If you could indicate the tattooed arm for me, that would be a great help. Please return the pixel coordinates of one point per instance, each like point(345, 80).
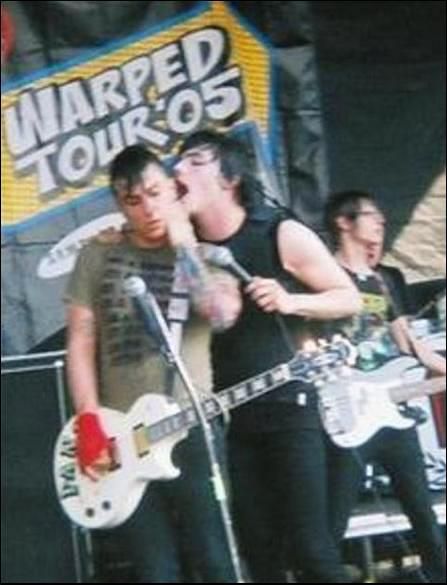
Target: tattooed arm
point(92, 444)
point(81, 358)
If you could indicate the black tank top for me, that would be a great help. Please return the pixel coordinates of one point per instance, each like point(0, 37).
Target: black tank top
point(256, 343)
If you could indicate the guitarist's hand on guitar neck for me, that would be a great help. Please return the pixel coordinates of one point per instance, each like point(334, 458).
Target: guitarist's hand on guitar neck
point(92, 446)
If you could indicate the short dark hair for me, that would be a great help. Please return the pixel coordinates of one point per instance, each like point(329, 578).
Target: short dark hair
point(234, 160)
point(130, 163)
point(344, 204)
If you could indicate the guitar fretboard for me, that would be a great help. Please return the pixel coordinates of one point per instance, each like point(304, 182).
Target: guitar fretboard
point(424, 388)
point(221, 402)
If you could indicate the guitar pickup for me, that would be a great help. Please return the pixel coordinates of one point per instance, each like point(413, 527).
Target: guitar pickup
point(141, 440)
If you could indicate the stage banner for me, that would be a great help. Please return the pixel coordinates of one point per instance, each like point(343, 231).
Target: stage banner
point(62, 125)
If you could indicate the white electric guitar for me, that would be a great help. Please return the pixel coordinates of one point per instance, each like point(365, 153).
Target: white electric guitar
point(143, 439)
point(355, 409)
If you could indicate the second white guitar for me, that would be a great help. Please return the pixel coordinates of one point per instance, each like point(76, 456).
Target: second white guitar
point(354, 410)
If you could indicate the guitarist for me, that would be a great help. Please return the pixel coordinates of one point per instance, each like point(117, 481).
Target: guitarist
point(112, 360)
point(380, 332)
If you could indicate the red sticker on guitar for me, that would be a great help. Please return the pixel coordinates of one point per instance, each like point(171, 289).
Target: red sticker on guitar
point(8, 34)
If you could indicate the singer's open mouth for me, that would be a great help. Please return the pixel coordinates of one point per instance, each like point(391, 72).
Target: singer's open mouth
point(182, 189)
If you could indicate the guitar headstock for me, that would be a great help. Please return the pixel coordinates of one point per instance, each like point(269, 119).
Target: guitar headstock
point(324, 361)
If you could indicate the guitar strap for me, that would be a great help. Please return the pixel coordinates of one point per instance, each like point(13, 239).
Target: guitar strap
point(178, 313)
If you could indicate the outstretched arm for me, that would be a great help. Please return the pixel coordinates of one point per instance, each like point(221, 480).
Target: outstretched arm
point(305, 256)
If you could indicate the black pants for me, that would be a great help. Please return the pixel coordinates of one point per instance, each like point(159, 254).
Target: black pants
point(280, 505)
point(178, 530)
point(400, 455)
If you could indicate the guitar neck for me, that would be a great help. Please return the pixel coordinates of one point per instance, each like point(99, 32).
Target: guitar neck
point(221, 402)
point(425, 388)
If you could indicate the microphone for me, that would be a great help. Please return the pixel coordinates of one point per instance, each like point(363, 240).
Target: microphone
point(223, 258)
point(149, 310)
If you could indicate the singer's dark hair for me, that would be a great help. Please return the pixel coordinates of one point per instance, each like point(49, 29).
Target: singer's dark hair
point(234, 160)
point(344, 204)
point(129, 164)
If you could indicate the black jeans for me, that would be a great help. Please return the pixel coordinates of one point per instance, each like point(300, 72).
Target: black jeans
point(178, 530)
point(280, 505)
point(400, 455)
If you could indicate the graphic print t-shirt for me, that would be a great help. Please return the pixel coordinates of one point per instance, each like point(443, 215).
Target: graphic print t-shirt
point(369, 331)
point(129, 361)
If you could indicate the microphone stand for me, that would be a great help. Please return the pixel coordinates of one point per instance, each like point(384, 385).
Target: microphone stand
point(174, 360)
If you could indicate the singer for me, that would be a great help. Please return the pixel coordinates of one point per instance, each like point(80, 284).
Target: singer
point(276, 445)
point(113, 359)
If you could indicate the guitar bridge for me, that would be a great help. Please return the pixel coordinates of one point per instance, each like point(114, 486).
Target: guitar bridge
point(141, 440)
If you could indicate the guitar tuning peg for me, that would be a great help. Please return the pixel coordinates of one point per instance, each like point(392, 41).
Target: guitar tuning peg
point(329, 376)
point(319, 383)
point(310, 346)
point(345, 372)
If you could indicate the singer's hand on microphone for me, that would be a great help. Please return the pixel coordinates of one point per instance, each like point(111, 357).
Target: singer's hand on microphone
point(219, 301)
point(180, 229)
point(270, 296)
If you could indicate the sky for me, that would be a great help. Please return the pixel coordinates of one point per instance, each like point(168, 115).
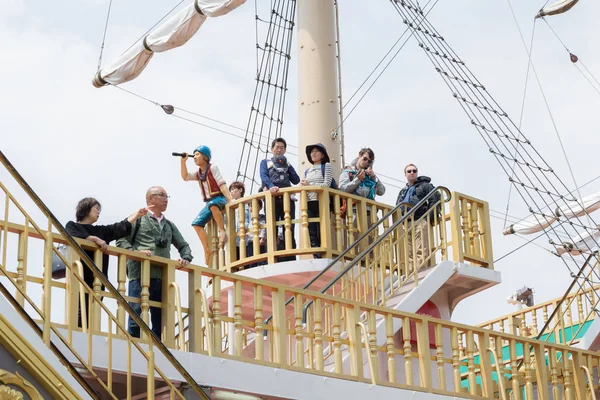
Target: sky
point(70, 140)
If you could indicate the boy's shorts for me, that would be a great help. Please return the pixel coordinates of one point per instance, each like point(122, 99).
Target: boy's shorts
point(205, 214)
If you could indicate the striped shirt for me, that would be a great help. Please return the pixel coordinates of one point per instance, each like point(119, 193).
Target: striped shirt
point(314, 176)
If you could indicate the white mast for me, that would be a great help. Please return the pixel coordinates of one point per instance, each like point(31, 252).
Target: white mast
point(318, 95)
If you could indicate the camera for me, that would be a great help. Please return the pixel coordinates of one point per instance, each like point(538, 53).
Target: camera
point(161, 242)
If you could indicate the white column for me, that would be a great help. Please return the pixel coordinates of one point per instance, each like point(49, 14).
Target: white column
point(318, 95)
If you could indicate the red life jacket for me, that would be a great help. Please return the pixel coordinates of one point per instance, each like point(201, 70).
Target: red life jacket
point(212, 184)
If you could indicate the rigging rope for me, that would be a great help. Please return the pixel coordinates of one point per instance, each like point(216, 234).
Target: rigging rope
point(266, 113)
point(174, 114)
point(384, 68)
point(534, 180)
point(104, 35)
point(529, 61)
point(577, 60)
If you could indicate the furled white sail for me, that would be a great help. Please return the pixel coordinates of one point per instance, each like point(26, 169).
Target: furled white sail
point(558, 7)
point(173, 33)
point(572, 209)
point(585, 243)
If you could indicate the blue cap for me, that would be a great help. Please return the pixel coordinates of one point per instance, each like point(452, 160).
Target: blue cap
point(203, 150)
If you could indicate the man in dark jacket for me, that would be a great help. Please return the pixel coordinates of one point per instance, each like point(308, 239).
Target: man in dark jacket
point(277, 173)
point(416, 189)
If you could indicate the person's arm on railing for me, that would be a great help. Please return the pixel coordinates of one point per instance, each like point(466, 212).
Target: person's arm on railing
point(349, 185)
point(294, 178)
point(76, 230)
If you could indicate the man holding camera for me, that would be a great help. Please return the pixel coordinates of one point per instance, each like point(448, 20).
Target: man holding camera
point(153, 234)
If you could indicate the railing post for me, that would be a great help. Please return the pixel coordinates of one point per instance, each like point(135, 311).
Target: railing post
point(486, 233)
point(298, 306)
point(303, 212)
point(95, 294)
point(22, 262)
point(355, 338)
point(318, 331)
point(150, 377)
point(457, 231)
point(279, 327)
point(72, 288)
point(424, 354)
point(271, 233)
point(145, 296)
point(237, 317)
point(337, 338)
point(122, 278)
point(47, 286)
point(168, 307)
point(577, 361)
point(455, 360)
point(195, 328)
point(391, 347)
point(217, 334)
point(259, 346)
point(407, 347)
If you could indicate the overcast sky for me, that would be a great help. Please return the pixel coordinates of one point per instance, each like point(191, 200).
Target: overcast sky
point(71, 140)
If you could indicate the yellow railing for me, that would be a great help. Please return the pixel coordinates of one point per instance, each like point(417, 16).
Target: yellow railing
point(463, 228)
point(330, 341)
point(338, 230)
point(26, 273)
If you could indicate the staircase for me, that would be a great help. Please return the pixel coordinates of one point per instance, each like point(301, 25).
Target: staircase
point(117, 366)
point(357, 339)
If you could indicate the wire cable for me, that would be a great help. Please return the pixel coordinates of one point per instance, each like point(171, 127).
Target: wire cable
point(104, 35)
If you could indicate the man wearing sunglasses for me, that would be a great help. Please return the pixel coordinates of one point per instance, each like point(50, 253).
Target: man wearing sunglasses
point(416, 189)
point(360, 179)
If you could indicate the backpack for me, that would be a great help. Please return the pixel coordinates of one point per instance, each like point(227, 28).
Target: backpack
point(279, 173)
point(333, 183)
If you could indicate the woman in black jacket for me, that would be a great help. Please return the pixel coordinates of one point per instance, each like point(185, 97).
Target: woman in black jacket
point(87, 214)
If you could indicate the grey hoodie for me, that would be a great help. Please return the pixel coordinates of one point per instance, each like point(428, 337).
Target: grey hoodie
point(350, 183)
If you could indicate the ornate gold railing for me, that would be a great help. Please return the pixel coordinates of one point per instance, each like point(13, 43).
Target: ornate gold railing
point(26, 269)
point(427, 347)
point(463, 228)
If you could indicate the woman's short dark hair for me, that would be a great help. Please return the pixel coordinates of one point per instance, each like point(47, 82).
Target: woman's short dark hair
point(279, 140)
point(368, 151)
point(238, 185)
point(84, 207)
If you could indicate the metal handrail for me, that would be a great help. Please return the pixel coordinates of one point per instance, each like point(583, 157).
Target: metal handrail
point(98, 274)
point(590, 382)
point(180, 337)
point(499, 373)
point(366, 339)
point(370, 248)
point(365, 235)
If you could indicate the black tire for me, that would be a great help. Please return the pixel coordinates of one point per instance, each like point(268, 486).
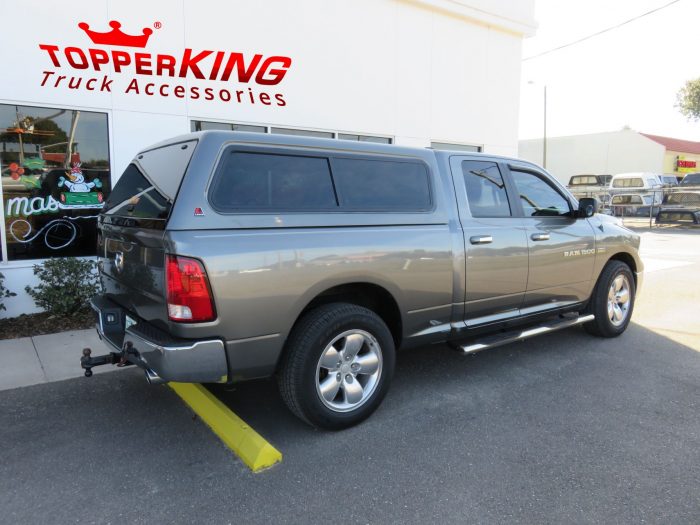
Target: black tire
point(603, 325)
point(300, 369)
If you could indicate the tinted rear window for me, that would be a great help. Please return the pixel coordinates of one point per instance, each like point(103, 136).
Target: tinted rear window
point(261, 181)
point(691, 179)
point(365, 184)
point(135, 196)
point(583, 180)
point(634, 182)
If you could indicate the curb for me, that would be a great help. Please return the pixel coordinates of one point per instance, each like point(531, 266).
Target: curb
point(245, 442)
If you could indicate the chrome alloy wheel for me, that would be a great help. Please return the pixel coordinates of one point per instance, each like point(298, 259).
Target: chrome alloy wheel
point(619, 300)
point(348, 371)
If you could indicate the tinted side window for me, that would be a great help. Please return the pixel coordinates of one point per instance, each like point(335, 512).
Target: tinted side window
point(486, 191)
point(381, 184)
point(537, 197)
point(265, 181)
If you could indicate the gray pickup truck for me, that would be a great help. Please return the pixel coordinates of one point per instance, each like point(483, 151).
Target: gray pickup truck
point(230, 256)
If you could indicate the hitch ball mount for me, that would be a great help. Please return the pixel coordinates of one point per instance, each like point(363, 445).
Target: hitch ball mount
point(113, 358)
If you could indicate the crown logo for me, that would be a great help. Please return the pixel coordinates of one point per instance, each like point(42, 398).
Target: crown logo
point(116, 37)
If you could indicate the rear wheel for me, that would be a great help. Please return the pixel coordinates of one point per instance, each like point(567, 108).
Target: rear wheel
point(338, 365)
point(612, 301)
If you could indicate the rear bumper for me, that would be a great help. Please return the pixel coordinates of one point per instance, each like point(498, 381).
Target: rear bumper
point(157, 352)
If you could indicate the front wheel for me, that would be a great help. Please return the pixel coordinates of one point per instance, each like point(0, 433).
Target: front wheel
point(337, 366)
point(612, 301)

**GIVEN EXERCISE:** Copy the entries starting at the line containing "If you could indicate the crown" and ending with the line containing "point(116, 37)", replacing "logo" with "emblem" and leaving everything else as it is.

**THE COMPLETED TASK:**
If you could indicate the crown emblem for me, that would be a great help. Please return the pixel coordinates of one point per instance, each like point(42, 398).
Target: crown emblem
point(116, 37)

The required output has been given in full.